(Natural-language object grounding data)
■ ■ ■ ■

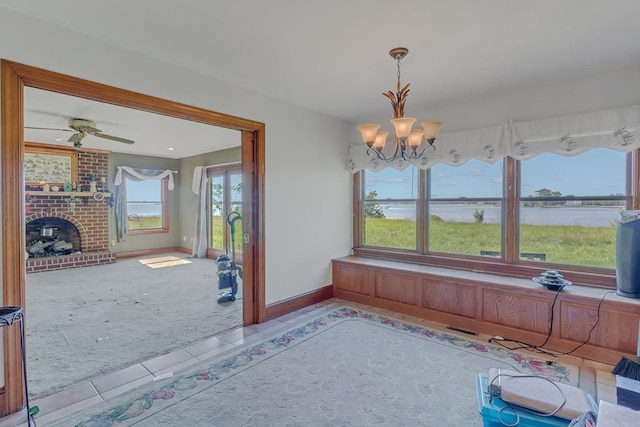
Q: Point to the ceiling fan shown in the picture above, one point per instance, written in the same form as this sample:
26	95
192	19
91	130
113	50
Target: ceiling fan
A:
81	129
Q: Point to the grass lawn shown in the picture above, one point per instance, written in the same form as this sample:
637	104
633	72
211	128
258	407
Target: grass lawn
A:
144	222
595	246
218	224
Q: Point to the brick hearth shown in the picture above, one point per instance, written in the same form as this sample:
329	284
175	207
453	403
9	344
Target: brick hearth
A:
89	216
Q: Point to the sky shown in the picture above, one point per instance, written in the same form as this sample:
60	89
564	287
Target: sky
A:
598	172
143	191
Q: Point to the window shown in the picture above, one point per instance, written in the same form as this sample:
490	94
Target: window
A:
465	208
226	197
146	206
517	218
390	202
569	206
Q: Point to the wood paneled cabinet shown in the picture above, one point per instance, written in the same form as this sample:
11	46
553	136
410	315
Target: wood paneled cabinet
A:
509	307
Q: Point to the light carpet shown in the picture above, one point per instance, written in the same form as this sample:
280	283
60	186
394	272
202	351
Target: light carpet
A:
345	368
86	322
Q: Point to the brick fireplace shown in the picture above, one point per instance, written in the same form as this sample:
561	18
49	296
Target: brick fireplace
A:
75	218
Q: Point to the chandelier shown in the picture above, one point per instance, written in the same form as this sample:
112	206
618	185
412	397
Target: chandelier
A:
407	142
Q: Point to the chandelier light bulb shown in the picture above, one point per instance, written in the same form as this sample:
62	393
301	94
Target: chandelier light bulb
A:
415	138
369	133
381	140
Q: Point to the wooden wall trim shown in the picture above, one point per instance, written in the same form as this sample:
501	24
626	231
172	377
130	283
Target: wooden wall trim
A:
15	77
13	238
300	301
496	305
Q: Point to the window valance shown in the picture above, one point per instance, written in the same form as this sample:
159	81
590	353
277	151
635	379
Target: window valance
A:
570	135
143	174
120	201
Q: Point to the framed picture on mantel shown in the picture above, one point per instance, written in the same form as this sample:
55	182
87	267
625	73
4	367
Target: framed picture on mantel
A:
53	165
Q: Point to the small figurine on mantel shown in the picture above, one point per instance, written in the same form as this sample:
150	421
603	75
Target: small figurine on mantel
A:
92	183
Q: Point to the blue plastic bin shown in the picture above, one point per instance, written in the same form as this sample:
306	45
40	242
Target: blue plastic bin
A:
490	417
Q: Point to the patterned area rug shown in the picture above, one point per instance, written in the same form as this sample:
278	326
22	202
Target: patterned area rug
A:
346	368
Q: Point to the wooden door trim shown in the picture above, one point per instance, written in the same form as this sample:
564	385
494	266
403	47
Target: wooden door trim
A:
15	77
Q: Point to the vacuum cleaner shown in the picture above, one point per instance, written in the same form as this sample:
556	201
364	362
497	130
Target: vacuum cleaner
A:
228	270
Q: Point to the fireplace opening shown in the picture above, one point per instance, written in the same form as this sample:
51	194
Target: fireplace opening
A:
51	236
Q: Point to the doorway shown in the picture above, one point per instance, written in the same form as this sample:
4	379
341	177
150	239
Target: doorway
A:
15	77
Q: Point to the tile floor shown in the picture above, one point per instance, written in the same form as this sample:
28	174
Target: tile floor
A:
105	387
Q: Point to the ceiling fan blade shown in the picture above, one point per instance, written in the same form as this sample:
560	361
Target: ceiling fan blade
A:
88	129
113	138
76	137
37	128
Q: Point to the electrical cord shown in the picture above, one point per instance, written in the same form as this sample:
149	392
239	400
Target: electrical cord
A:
521	345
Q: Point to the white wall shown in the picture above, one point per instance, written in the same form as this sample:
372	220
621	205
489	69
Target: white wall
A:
308	201
580	94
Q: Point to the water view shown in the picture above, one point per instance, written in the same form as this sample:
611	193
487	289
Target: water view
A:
144	209
586	216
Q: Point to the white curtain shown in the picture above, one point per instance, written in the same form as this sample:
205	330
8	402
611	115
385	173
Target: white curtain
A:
201	229
120	201
615	128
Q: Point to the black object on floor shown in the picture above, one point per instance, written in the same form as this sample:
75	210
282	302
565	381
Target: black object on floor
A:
9	316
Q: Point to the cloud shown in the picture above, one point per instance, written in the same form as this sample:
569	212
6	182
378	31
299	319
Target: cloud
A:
559	177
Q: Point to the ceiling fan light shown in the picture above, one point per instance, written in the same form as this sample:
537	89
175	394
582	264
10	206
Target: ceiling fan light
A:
431	130
381	140
369	133
402	126
415	138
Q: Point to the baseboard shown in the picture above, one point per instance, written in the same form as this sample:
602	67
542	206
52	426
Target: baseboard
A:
300	301
144	252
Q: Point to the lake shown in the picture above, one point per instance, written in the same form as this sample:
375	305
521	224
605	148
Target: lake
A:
586	216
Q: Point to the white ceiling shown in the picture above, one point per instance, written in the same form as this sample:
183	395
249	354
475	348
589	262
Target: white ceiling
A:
331	56
154	134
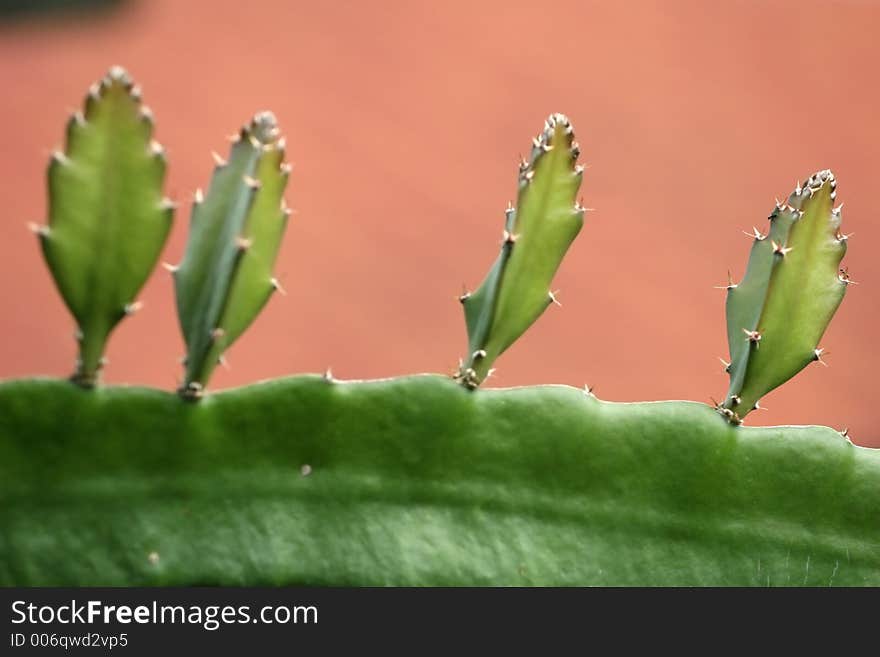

■ ■ ■ ■

THE PROBLEM:
Reproduce every line above that contains the string "framed".

TASK RESULT:
Q: Point to the framed picture on mantel shown in the picture above, one point per instance, written in the same form as this sample:
Target: framed picture on mantel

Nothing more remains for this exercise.